Reputation: 15
I need to parse a link to a zip file out of html. The name of this zipfile changes every month. Here is a snippet of the HTML I need to parse:
<a href="http://nppes.viva-it.com/NPPES_Data_Dissemination_Mar_2012.zip">
The string I need to get is "http://nppes.viva-it.com/NPPES_Data_Dissemination_Mar_2012.zip" so I can download the file using WebClient. The only portion of that zip file URL that remains constant from month to month is "http://nppes.viva-it.com/". Is there a way using a regular expression to parse the full URL, "http://nppes.viva-it.com/NPPES_Data_Dissemination_Mar_2012.zip", out of the HTML?
Upvotes: 0
Views: 1640
Reputation: 32323
By using HtmlAgilityPack:
var html = "<a href=\"http://nppes.viva-it.com/NPPES_Data_Dissemination_Mar_2012.zip\">";
var doc = new HtmlDocument();
doc.LoadHtml(html);
var anchor = doc.DocumentNode.SelectSingleNode("//a");
var href = anchor.GetAttributeValue("href", null);
now href
variable holds "http://nppes.viva-it.com/NPPES_Data_Dissemination_Mar_2012.zip"
value.
Isn't it simplier than regex?
Upvotes: 1
Reputation:
Here is a raw regex - uses branch reset.
The answer is in capture buffer 2.
<a
(?=\s)
(?= (?:[^>"']|"[^"]*"|'[^']*')*? (?<=\s)
href \s*=
(?|
(?> \s* (['"]) \s* (http://nppes\.viva-it\.com/ (?:(?!\g{-2}) .)+ \.zip ) \s* \g{-2} )
| (?> (?!\s*['"]) \s* () (http://nppes\.viva-it\.com/ [^\s>]* \.zip ) (?=\s|>) )
)
)
\s+ (?:".*?"|'.*?'|[^>]*?)+
>
Not sure if C# can do branch reset. If it can't, this variation works.
The answer is always the result of capture buffer 2 catted with capture buffer 3.
<a
(?=\s)
(?= (?:[^>"']|"[^"]*"|'[^']*')*? (?<=\s)
href \s*=
(?:
(?> \s* (['"]) \s* (http://nppes\.viva-it\.com/ (?:(?!\g{-2}) .)+ \.zip ) \s* \g{-2} )
| (?> (?!\s*['"]) \s* (http://nppes\.viva-it\.com/ [^\s>]* \.zip ) (?=\s|>) )
)
)
\s+ (?:".*?"|'.*?'|[^>]*?)+
>
Upvotes: 0
Reputation: 224858
If there will only ever be one ZIP linked to on the page, no problem:
Regex re = new Regex(@"http://nppes\.viva-it\.com/.+\.zip");
re.Match(html).Value // To get the matched URL
Upvotes: 0

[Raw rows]
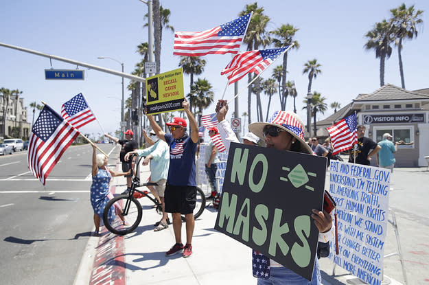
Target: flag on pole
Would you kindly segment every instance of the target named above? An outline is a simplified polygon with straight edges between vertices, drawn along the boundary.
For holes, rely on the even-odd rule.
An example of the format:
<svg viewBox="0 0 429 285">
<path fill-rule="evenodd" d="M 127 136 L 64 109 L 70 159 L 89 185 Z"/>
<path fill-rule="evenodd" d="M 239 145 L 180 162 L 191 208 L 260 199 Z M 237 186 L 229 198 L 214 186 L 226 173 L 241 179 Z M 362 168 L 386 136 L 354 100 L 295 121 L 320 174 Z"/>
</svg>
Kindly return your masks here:
<svg viewBox="0 0 429 285">
<path fill-rule="evenodd" d="M 202 126 L 209 128 L 212 126 L 216 126 L 218 124 L 218 119 L 216 119 L 216 113 L 204 115 L 201 116 L 201 122 L 202 122 Z"/>
<path fill-rule="evenodd" d="M 204 129 L 203 126 L 198 127 L 198 137 L 204 137 Z"/>
<path fill-rule="evenodd" d="M 332 155 L 334 155 L 351 149 L 354 144 L 358 143 L 356 114 L 346 117 L 326 129 L 331 136 L 331 142 L 334 148 Z"/>
<path fill-rule="evenodd" d="M 80 133 L 47 105 L 45 105 L 30 135 L 28 168 L 43 185 L 46 178 Z"/>
<path fill-rule="evenodd" d="M 243 41 L 252 13 L 203 32 L 176 32 L 173 54 L 201 56 L 237 54 Z"/>
<path fill-rule="evenodd" d="M 253 50 L 238 54 L 220 72 L 227 74 L 229 84 L 240 80 L 249 72 L 259 74 L 270 66 L 288 47 Z"/>
<path fill-rule="evenodd" d="M 96 119 L 81 93 L 62 104 L 61 115 L 76 128 L 80 128 Z"/>
<path fill-rule="evenodd" d="M 214 145 L 216 146 L 218 150 L 220 152 L 223 152 L 227 150 L 227 148 L 225 147 L 223 141 L 222 141 L 222 137 L 220 137 L 220 134 L 219 133 L 216 133 L 215 135 L 210 137 L 210 139 L 213 141 Z"/>
</svg>

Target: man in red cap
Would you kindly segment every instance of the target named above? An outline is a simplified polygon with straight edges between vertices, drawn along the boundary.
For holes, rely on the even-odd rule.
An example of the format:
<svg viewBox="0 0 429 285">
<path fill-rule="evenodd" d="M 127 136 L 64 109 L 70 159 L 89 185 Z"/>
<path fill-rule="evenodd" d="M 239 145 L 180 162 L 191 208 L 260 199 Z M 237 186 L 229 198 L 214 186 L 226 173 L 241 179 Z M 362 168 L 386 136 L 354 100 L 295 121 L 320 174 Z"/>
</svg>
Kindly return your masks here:
<svg viewBox="0 0 429 285">
<path fill-rule="evenodd" d="M 192 254 L 192 235 L 195 226 L 194 220 L 194 209 L 196 201 L 195 154 L 198 141 L 198 127 L 189 110 L 189 103 L 186 98 L 182 102 L 182 106 L 189 121 L 191 130 L 189 136 L 186 133 L 187 124 L 183 118 L 176 117 L 173 122 L 166 123 L 170 127 L 171 134 L 164 133 L 152 115 L 148 115 L 148 119 L 158 137 L 165 141 L 170 146 L 170 166 L 164 201 L 165 212 L 172 213 L 173 216 L 176 243 L 165 253 L 165 255 L 183 252 L 183 256 L 188 258 Z M 186 221 L 185 246 L 182 243 L 181 214 L 185 215 Z"/>
<path fill-rule="evenodd" d="M 132 169 L 132 166 L 134 166 L 133 163 L 135 162 L 135 157 L 132 159 L 132 161 L 126 161 L 125 155 L 130 151 L 137 150 L 139 148 L 139 146 L 137 145 L 137 142 L 132 139 L 132 137 L 134 136 L 132 130 L 126 130 L 124 134 L 125 139 L 119 139 L 117 137 L 112 137 L 109 134 L 104 134 L 104 136 L 108 137 L 116 144 L 119 144 L 122 146 L 121 148 L 121 152 L 119 152 L 119 160 L 122 164 L 122 172 L 128 172 L 128 170 Z M 130 173 L 129 175 L 126 175 L 125 176 L 126 177 L 126 190 L 125 190 L 123 193 L 127 193 L 131 189 L 132 174 Z"/>
</svg>

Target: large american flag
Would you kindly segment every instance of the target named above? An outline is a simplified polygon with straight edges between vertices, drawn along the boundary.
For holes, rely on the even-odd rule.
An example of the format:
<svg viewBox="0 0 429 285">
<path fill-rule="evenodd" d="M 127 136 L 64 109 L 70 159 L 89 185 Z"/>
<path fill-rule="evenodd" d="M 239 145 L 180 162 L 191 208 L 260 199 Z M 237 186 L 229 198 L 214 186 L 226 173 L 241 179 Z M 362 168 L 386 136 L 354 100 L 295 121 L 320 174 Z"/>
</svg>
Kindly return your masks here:
<svg viewBox="0 0 429 285">
<path fill-rule="evenodd" d="M 62 153 L 79 134 L 67 121 L 45 105 L 32 128 L 27 153 L 30 170 L 43 185 Z"/>
<path fill-rule="evenodd" d="M 331 136 L 331 142 L 334 148 L 332 155 L 349 150 L 358 143 L 356 114 L 346 117 L 326 129 Z"/>
<path fill-rule="evenodd" d="M 96 119 L 81 93 L 62 104 L 61 115 L 76 128 Z"/>
<path fill-rule="evenodd" d="M 216 113 L 213 113 L 213 114 L 202 115 L 201 122 L 202 122 L 202 126 L 204 126 L 207 128 L 211 128 L 212 126 L 216 126 L 216 125 L 218 124 L 218 119 L 216 119 Z"/>
<path fill-rule="evenodd" d="M 259 74 L 283 54 L 288 47 L 240 53 L 234 56 L 220 75 L 227 74 L 230 84 L 240 80 L 249 72 Z"/>
<path fill-rule="evenodd" d="M 203 32 L 176 32 L 173 54 L 201 56 L 237 54 L 252 13 Z"/>
</svg>

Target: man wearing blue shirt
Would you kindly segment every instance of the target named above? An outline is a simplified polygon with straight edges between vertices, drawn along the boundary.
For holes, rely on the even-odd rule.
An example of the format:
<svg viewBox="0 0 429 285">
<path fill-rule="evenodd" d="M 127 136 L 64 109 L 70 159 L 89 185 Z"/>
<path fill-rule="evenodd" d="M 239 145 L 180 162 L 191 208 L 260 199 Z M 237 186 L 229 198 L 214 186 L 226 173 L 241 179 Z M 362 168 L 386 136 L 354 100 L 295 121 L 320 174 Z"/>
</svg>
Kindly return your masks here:
<svg viewBox="0 0 429 285">
<path fill-rule="evenodd" d="M 188 258 L 192 254 L 192 235 L 195 220 L 194 209 L 196 201 L 196 166 L 195 155 L 198 141 L 198 127 L 196 120 L 189 110 L 189 103 L 186 98 L 182 102 L 183 110 L 189 121 L 190 135 L 186 133 L 187 124 L 183 118 L 176 117 L 173 122 L 166 123 L 170 134 L 165 134 L 151 115 L 148 119 L 158 137 L 170 146 L 170 167 L 165 185 L 165 212 L 172 213 L 173 229 L 176 244 L 165 253 L 172 255 L 183 252 L 183 256 Z M 186 244 L 182 244 L 182 218 L 185 215 L 186 222 Z"/>
<path fill-rule="evenodd" d="M 389 133 L 383 135 L 383 140 L 378 143 L 382 148 L 377 153 L 377 162 L 378 166 L 382 168 L 388 168 L 391 170 L 391 172 L 393 172 L 395 166 L 395 157 L 393 154 L 396 152 L 397 141 L 393 144 L 392 142 L 392 135 Z"/>
</svg>

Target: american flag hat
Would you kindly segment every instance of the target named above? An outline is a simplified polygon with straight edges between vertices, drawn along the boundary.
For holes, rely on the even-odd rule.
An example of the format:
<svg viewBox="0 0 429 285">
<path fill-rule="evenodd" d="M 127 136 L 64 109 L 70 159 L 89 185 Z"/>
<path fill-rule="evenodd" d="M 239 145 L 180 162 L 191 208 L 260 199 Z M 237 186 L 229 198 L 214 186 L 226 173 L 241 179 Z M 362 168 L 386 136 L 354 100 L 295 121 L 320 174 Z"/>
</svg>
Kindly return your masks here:
<svg viewBox="0 0 429 285">
<path fill-rule="evenodd" d="M 248 125 L 248 130 L 264 139 L 263 130 L 265 126 L 275 126 L 289 133 L 299 144 L 300 152 L 313 154 L 311 148 L 304 141 L 304 124 L 297 114 L 290 111 L 276 111 L 268 122 L 258 122 Z"/>
</svg>

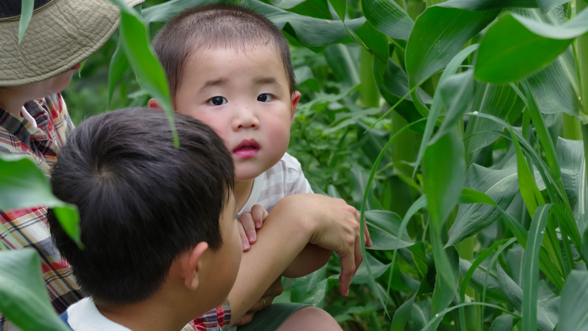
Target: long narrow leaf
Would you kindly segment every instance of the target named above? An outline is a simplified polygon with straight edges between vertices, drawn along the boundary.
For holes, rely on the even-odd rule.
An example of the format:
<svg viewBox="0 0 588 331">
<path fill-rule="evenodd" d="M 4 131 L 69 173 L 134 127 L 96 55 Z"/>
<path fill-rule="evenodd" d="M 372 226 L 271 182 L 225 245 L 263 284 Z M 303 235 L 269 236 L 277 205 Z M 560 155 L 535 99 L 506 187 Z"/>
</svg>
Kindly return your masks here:
<svg viewBox="0 0 588 331">
<path fill-rule="evenodd" d="M 539 280 L 539 247 L 552 204 L 540 206 L 535 211 L 529 231 L 529 240 L 523 259 L 523 329 L 537 327 L 537 293 Z"/>
<path fill-rule="evenodd" d="M 22 42 L 26 28 L 29 27 L 31 18 L 33 16 L 35 8 L 35 0 L 22 0 L 21 1 L 21 19 L 18 22 L 18 44 Z"/>
</svg>

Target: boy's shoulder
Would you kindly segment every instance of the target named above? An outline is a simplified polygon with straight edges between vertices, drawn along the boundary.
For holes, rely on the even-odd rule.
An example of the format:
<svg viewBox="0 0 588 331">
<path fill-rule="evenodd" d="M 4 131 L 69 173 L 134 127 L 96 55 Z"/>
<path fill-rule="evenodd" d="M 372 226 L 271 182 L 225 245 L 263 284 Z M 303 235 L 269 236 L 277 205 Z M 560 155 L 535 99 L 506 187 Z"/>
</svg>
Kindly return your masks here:
<svg viewBox="0 0 588 331">
<path fill-rule="evenodd" d="M 131 331 L 101 314 L 91 297 L 72 304 L 59 318 L 75 331 Z"/>
<path fill-rule="evenodd" d="M 266 173 L 288 171 L 302 173 L 302 167 L 300 166 L 300 162 L 298 161 L 298 159 L 286 152 L 282 158 L 278 161 L 278 163 L 268 169 Z"/>
</svg>

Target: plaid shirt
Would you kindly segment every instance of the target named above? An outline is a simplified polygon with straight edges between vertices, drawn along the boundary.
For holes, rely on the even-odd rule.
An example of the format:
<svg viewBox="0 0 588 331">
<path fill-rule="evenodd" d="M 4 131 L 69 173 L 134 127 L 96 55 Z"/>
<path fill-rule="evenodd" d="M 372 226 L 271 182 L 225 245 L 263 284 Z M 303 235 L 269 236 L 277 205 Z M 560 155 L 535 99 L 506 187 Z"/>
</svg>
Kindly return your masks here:
<svg viewBox="0 0 588 331">
<path fill-rule="evenodd" d="M 25 108 L 36 122 L 36 127 L 24 118 L 15 117 L 0 108 L 0 153 L 28 156 L 49 176 L 57 153 L 74 124 L 59 94 L 28 101 Z M 44 207 L 0 210 L 0 223 L 9 232 L 0 229 L 0 241 L 8 249 L 31 247 L 37 250 L 49 298 L 55 310 L 61 314 L 83 295 L 69 263 L 61 257 L 53 243 L 46 213 Z M 228 326 L 230 320 L 230 308 L 227 302 L 196 319 L 183 330 L 216 331 Z M 0 331 L 6 331 L 8 325 L 0 313 Z"/>
</svg>

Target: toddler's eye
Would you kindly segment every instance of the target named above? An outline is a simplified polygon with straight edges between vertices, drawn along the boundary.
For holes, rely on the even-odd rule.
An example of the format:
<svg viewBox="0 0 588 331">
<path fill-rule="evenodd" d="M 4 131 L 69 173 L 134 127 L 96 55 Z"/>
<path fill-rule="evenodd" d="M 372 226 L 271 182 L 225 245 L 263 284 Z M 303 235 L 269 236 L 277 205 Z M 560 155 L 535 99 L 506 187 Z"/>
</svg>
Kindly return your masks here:
<svg viewBox="0 0 588 331">
<path fill-rule="evenodd" d="M 214 98 L 211 98 L 209 100 L 208 100 L 208 103 L 213 104 L 215 106 L 219 106 L 226 104 L 226 99 L 223 97 L 215 97 Z"/>
<path fill-rule="evenodd" d="M 273 100 L 275 97 L 271 94 L 268 93 L 262 93 L 261 94 L 258 95 L 258 101 L 261 101 L 262 102 L 267 102 L 270 100 Z"/>
</svg>

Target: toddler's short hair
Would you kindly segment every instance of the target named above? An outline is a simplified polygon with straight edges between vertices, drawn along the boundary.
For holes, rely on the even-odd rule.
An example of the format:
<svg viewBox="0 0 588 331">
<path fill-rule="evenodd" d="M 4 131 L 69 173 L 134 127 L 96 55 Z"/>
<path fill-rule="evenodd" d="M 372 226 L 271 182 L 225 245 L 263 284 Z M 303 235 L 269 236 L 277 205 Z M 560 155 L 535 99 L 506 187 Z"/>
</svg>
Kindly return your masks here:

Set exercise A
In the forum thread, what part of the zip file's URL stays the same from month to month?
Set exercise B
Please retype the lines of the rows from the line with "Target: boy's shoulder" to the line with "131 331 L 101".

Exercise result A
"http://nppes.viva-it.com/"

Exercise result B
Target: boy's shoulder
Would you kindly segment every instance of the target named above? An outline is a simplified polygon with straight edges between vertices, drawn along the boundary.
For holes, rely on the even-odd rule.
An example of the format:
<svg viewBox="0 0 588 331">
<path fill-rule="evenodd" d="M 4 131 L 69 173 L 134 127 L 96 55 Z"/>
<path fill-rule="evenodd" d="M 372 226 L 271 182 L 225 245 L 263 284 Z M 303 235 L 269 236 L 277 205 Z M 560 155 L 535 99 L 506 187 Z"/>
</svg>
Kindly return your masks here:
<svg viewBox="0 0 588 331">
<path fill-rule="evenodd" d="M 131 331 L 101 314 L 91 297 L 72 304 L 59 318 L 75 331 Z"/>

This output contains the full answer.